§ SET OF TASKS
A: Can you sum up the dietitian article in two sentences?
B: Do these statements agree with the dietitian article? Answer yes or no for each, and quote the words that decide it.
(i) Planas says two thirds of daily energy needs come from physical activity.
(ii) Planas uses the image of a fire to show why adequate fueling matters.
(iii) Planas helps students find food on campus when they have dietary restrictions and allergies.
C: Print the stretch of the dietitian article from "Meet Lauren Planas" through "general nutrition counseling.", word for word.
START DOCUMENT EXTRACT
Meet Lauren Planas M.S., R.D., L.D.N, Emerson’s new registered dietitian here to help students with all things nutrition including sports nutrition, finding food on campus with dietary restrictions and allergies, disordered eating and general nutrition counseling.
Emerson students often juggle busy schedules. From classes and homework to film shoots and rehearsals, it’s easy for food to take a backseat. But eating is one of those essential things humans need to do to survive, even when we are super busy. To illustrate the importance of adequate fueling, Planas likes to use the image of a fire. “Just like you can’t start a fire without wood, you can’t expect your body to function without enough food,” she says. Your body needs enough fuel to simply stay alive. “Two thirds of our daily energy needs come from ‘under the hood’ processes such as breathing. The other third comes from physical activity,” Planas says. When engaging in any sort of physical activity, the body is going to prioritize energy in the moment. This can become a problem if one consistently is not eating enough. “It’s important to take a step back and recognize the long term consequences of consistent under-eating. You might feel dizzy and lightheaded, people with periods may experience irregularities in their cycle, your reaction time might slow and your mood might fluctuate more frequently,” Planas says. While it might feel like you’re too busy to eat one day, if that happens continuously it can become a problem.
END DOCUMENT EXTRACT
START DATA FOR ANALYSIS
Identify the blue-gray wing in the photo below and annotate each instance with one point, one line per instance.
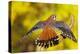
(36, 26)
(65, 29)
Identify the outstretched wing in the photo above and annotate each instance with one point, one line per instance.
(65, 29)
(36, 26)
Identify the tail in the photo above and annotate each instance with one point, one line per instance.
(71, 21)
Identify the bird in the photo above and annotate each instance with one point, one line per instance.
(48, 36)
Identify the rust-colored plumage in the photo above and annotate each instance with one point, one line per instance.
(47, 33)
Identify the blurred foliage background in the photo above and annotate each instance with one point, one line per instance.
(24, 15)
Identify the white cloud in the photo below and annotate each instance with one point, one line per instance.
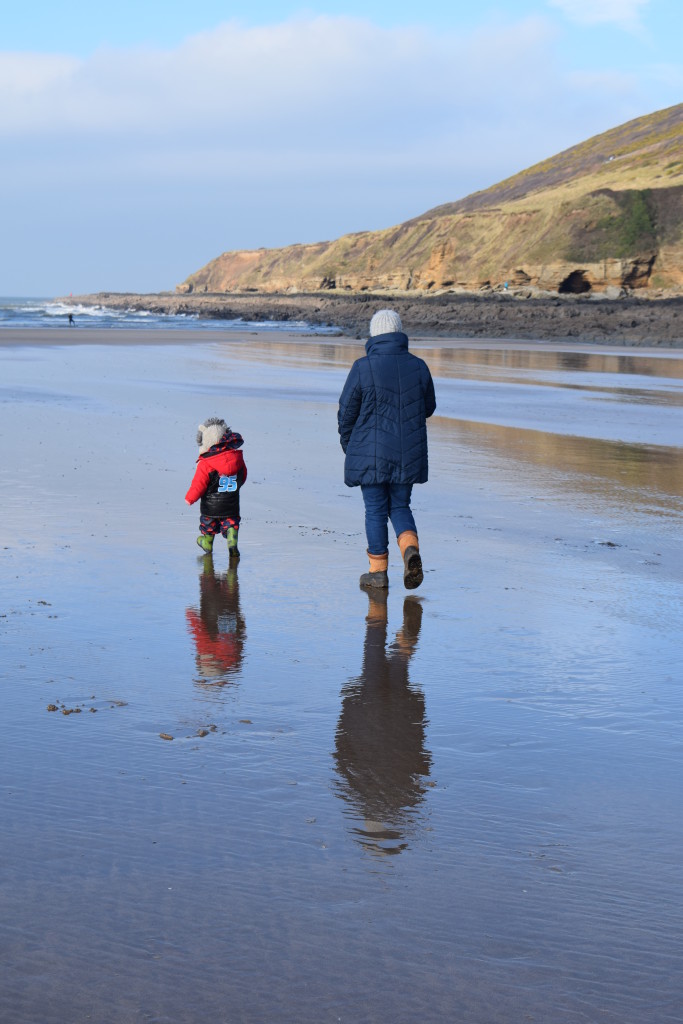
END DATA FOR ANALYSIS
§ EXERCISE ANSWERS
A: Lauren Planas is Emerson's new registered dietitian, and she helps students with nutrition, including sports nutrition, eating on campus with dietary restrictions and allergies, disordered eating and general counseling. Planas compares the body's need for food to a fire's need for wood, and she warns that consistent under-eating can cause dizziness, irregular cycles, slower reaction time and mood swings.

B:
(i) No: "Two thirds of our daily energy needs come from ‘under the hood’ processes such as breathing. The other third comes from physical activity,"
(ii) Yes: "To illustrate the importance of adequate fueling, Planas likes to use the image of a fire."
(iii) Yes: "finding food on campus with dietary restrictions and allergies"

C:
Meet Lauren Planas M.S., R.D., L.D.N, Emerson’s new registered dietitian here to help students with all things nutrition including sports nutrition, finding food on campus with dietary restrictions and allergies, disordered eating and general nutrition counseling.